** START OF Text to read **

Have you looked into Trinamic’s fancy stepper drivers that have feedback for step counting and skipped steps and other things? They might be suitable because industrial optical encoders are like $800 and I’ve never seen one small enough to go on a nema 17 stepper.
Also, what tolerances are you trying to hold here? My ender 3 repeats within a thousandth of an inch. I haven’t upgraded the limit switches, but I got a new main board with trinamic drivers.
Given the physical properties of FDM, I don’t think chasing tolerances lower than that will actually improve the quality of prints at all, and surely one thou is close enough for what you’re trying to do.
As I mentioned, virtual end stops are nowhere near accurate. This is the trinamic system. It is using over current detection as an end stop.
This is a precision verses accuracy type of problem. If you haven’t worked through these kinds of issues and ideas before it can be a struggle. Accuracy and precision are very very different things. All of our printers are precision; none of them are accurate.
Optical encoders are simple and cheap devices. You are likely limited to the shiternet’s echo chambers when it comes to searching for information. There are a half dozen optical encoders built into most cheap inkjet printers. The system needed to locate each head on a printer is cheap, the tricky part is the software and designing the second head to be adjustable to match Z offset with changes like nozzles.
The main point is not tolerances; it is alignment. Alignment requires accuracy. Printers are cheap and simple because they are only precision machines. This is a fundamental design thing. If you want to build an accurate design, this needs to be engineered into every aspect of the machine from the beginning. This affects every aspect from hardware to software.
No, the trinamic system I’m talking about is end stop phase counting in tandem with physical limit switches. It’s pretty accurate, one thou repeatability, like I said.

** END OF Text to read **
** START OF Data lines **

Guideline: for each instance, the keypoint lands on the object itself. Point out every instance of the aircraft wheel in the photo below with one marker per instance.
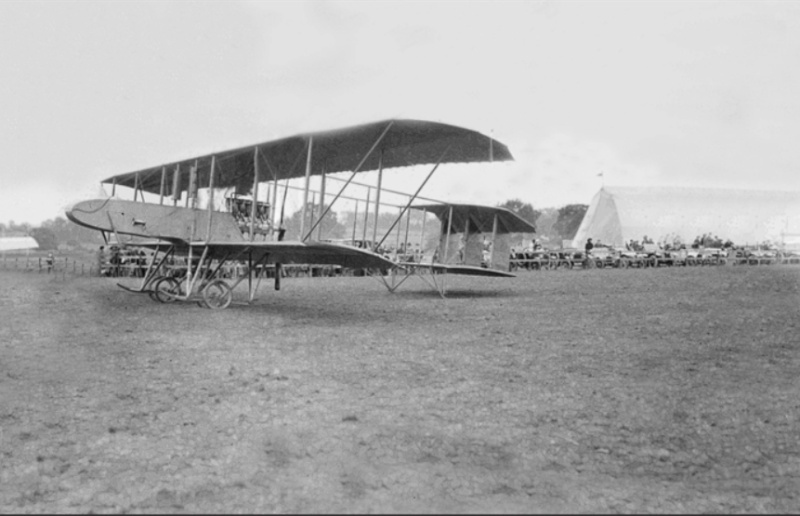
(217, 295)
(166, 289)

** END OF Data lines **

* [Exercise set]:
[A] Translate this sentence from the forum thread on printer accuracy into Spanish: "Accuracy and precision are very very different things."
[B] Write out everything in the forum thread on printer accuracy from "This is a precision" down to "changes like nozzles.", keeping its words unchanged.

* [Results of the exercise]:
[A] La exactitud y la precisión son cosas muy, muy diferentes.

[B]
This is a precision verses accuracy type of problem. If you haven’t worked through these kinds of issues and ideas before it can be a struggle. Accuracy and precision are very very different things. All of our printers are precision; none of them are accurate.
Optical encoders are simple and cheap devices. You are likely limited to the shiternet’s echo chambers when it comes to searching for information. There are a half dozen optical encoders built into most cheap inkjet printers. The system needed to locate each head on a printer is cheap, the tricky part is the software and designing the second head to be adjustable to match Z offset with changes like nozzles.